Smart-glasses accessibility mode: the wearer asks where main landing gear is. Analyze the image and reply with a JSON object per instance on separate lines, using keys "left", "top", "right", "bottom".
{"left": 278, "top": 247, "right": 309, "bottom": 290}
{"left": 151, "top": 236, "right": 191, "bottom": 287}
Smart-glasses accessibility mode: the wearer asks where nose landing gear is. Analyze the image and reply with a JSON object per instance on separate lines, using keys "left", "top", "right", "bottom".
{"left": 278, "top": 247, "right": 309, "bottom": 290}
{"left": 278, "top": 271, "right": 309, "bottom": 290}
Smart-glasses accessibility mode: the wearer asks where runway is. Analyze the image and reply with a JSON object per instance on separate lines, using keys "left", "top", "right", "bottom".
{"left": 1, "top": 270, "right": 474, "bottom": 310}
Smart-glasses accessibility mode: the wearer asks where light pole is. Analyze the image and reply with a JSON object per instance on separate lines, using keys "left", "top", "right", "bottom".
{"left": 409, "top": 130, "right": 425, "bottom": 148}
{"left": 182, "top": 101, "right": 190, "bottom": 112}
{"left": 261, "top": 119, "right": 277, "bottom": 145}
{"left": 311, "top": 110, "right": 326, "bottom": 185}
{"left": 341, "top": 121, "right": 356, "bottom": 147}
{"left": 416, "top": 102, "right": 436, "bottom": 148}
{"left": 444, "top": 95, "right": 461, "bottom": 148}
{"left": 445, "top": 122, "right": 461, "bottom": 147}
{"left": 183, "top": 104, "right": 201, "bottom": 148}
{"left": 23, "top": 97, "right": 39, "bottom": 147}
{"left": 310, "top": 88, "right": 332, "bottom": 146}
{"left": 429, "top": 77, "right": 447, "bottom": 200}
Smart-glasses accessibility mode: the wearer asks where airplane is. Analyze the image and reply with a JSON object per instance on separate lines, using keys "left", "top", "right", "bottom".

_ _ _ _ _

Could you copy each line above word for word?

Smart-glasses accessibility mode: the wearer asks where main landing gear is. Analyze the image and reply with a JSON object per instance on separate lines, using keys "left", "top", "right", "bottom".
{"left": 278, "top": 247, "right": 309, "bottom": 290}
{"left": 151, "top": 236, "right": 191, "bottom": 287}
Smart-glasses accessibility mode: the wearer asks where nose landing gear is. Analyze the image and reply with a JSON object per instance on separate lines, using keys "left", "top", "right", "bottom".
{"left": 278, "top": 247, "right": 309, "bottom": 290}
{"left": 278, "top": 271, "right": 309, "bottom": 290}
Smart-glasses accessibility mode: the wearer asks where runway is. Analyze the image and reply with a JSON object per instance on separate lines, using keys "left", "top", "right", "bottom".
{"left": 1, "top": 270, "right": 474, "bottom": 310}
Smart-glasses accessibility mode: the wearer asks where light pole is. Analyze the image and reply with a JSON object per instance on separate lines, using keys "left", "top", "right", "bottom".
{"left": 409, "top": 130, "right": 425, "bottom": 148}
{"left": 182, "top": 101, "right": 190, "bottom": 112}
{"left": 261, "top": 119, "right": 277, "bottom": 145}
{"left": 311, "top": 110, "right": 326, "bottom": 185}
{"left": 341, "top": 121, "right": 356, "bottom": 147}
{"left": 416, "top": 102, "right": 436, "bottom": 148}
{"left": 444, "top": 95, "right": 461, "bottom": 148}
{"left": 445, "top": 122, "right": 461, "bottom": 147}
{"left": 183, "top": 104, "right": 201, "bottom": 148}
{"left": 23, "top": 97, "right": 39, "bottom": 147}
{"left": 310, "top": 88, "right": 332, "bottom": 146}
{"left": 429, "top": 77, "right": 447, "bottom": 200}
Smart-glasses accessibility mode: the wearer asks where airplane is. Analyze the image and reply with a JSON object per instance on separate lines, using keys "left", "top", "right", "bottom".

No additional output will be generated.